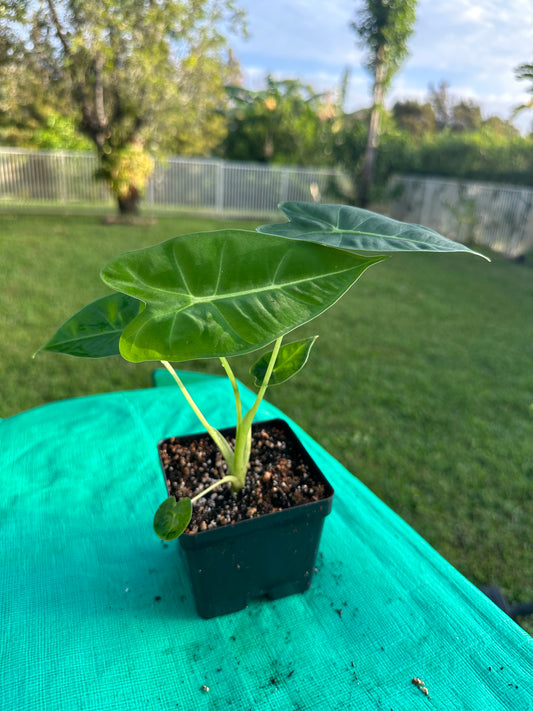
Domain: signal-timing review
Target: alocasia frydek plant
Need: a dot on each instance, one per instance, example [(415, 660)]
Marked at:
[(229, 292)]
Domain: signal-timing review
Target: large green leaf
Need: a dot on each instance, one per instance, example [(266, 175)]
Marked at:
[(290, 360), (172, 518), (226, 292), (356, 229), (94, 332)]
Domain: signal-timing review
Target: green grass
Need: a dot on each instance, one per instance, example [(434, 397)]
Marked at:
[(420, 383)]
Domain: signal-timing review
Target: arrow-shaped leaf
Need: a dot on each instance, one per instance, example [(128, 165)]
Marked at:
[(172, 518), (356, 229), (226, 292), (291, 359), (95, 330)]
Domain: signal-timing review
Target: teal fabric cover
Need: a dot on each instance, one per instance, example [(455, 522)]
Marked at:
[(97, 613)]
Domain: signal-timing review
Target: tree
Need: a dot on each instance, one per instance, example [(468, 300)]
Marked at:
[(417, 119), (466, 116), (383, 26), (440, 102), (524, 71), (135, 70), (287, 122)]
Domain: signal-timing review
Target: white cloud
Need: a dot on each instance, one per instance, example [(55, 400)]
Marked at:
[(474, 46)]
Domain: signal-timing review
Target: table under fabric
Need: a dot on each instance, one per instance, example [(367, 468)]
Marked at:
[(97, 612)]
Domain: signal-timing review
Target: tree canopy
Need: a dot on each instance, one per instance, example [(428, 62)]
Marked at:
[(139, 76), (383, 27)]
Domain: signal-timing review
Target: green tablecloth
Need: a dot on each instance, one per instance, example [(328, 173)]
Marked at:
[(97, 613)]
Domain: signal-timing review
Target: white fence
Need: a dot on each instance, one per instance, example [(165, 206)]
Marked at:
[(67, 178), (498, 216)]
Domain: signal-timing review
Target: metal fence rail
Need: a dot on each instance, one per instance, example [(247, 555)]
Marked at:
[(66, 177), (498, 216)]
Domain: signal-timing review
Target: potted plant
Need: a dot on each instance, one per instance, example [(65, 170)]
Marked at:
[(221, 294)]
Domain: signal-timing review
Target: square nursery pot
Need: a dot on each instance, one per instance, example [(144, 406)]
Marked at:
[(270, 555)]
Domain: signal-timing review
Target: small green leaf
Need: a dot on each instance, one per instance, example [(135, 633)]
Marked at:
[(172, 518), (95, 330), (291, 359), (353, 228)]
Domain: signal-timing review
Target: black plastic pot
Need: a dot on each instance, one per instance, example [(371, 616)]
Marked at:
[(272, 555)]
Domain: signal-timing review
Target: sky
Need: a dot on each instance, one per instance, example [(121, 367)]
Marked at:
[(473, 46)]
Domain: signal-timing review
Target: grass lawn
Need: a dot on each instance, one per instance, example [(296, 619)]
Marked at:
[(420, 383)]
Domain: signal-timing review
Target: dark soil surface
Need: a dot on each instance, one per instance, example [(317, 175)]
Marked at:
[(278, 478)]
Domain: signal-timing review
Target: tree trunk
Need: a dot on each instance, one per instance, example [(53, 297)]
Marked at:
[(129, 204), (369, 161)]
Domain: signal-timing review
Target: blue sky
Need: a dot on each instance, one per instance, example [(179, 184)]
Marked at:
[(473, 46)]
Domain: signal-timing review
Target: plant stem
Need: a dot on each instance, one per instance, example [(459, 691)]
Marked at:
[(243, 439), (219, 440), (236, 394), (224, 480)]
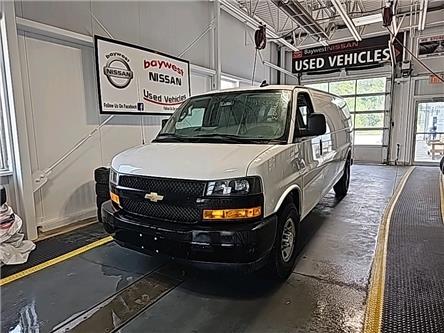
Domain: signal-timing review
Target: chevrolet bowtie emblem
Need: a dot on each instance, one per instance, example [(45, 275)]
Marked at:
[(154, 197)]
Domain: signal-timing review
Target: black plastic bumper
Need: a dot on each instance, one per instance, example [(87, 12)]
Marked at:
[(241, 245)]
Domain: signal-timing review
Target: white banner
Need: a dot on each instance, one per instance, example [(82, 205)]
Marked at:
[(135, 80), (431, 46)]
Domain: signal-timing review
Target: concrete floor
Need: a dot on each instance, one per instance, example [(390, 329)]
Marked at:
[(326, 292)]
_ _ _ _ _ _ _
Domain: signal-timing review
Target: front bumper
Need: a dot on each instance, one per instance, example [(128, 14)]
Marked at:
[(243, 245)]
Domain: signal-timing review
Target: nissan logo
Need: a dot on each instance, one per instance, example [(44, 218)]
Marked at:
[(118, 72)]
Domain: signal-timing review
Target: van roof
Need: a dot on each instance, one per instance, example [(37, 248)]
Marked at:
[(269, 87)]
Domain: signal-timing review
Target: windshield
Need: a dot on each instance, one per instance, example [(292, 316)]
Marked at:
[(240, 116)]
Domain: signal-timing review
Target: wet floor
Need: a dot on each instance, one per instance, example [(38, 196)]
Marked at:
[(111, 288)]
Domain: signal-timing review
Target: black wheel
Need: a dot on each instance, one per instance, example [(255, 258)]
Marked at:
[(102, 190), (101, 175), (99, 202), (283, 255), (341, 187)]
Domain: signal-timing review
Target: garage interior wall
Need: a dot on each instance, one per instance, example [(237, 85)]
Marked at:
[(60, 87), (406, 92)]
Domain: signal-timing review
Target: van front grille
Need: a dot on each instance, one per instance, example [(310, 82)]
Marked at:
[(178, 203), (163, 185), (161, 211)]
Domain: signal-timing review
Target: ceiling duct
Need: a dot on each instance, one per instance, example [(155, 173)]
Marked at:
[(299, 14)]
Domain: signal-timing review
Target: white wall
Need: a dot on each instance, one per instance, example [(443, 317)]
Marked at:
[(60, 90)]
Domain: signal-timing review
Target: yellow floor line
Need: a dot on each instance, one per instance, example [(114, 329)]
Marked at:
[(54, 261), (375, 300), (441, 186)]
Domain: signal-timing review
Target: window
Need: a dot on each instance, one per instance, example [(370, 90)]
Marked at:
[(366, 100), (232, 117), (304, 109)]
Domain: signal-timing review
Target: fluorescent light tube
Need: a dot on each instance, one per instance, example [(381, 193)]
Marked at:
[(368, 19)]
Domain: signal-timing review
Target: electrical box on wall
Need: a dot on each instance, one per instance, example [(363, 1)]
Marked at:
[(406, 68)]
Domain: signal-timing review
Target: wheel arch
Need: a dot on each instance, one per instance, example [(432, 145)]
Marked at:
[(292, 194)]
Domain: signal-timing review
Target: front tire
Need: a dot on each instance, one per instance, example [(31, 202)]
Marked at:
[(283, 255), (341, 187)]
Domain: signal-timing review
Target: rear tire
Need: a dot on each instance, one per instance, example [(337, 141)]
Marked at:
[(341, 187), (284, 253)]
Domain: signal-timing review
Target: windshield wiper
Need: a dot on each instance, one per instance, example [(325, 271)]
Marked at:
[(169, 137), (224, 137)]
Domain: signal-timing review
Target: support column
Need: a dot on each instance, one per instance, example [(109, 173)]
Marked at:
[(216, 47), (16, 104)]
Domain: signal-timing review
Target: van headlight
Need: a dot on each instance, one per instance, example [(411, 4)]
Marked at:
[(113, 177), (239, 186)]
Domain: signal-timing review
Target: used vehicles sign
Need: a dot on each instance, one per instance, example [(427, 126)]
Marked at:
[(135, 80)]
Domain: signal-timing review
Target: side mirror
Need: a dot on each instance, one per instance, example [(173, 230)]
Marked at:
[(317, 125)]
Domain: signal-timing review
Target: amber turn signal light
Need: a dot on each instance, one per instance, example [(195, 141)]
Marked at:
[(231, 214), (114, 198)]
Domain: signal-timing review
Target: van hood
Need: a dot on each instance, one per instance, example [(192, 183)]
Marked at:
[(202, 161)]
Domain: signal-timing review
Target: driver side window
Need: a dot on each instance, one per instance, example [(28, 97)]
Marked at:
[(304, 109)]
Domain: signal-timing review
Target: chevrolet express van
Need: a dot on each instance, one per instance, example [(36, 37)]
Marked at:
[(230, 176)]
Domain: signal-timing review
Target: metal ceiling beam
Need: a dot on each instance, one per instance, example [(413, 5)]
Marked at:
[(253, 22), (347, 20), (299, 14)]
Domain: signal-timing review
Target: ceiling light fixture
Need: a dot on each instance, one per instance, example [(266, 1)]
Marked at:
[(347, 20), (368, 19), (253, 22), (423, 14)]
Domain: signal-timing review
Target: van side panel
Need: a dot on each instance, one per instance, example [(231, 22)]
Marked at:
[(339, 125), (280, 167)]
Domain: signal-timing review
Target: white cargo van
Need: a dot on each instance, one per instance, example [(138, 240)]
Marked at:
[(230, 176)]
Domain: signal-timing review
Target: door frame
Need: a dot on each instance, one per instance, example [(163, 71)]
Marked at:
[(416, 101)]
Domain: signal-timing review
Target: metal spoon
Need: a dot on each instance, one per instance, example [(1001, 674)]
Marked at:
_ _ _ _ _ _ _
What needs to be done - In the listing above, find the line with "example [(325, 271)]" and the line with "example [(173, 230)]", then print exactly those two lines and every line between them, and nothing more.

Answer below -
Need: a dot on each instance, one per instance, example [(325, 271)]
Marked at:
[(169, 137), (224, 137)]
Domain: signal-timing review
Target: support column
Need: a dot on each instance, one per instance, example [(109, 173)]
Marked at:
[(216, 47), (16, 104)]
Domain: signal-timing review
Target: van headlight
Need: a dot on each instance, one per instance, example [(411, 4)]
Marked at:
[(113, 177), (239, 186)]
Domain: signal-timing review
Target: used vehicles sign
Need: a dot on each instance, one per instance, example [(427, 126)]
Marked at:
[(135, 80)]
Domain: signal-timing review
Target: side mirror
Need: a dot on each instance, one per instance, example [(173, 230)]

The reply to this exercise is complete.